[Records drawn from a collection]
────────

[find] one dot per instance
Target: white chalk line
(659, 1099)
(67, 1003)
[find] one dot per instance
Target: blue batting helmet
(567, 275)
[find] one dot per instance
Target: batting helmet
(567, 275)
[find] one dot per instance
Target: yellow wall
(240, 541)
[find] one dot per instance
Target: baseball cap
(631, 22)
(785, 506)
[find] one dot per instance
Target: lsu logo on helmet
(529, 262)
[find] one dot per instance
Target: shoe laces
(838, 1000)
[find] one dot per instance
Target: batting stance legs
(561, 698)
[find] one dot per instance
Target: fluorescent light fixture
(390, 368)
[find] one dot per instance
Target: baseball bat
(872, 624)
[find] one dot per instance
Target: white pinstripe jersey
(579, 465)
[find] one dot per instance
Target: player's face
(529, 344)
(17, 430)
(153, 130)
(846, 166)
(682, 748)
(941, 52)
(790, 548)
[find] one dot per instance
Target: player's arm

────────

**INSTRUCTIONS TO FOLLOW**.
Gather every line in the records above that contains the word "helmet".

**ANSWER TO THE PROBLEM**.
Target: blue batting helmet
Target: batting helmet
Target: lsu logo on helmet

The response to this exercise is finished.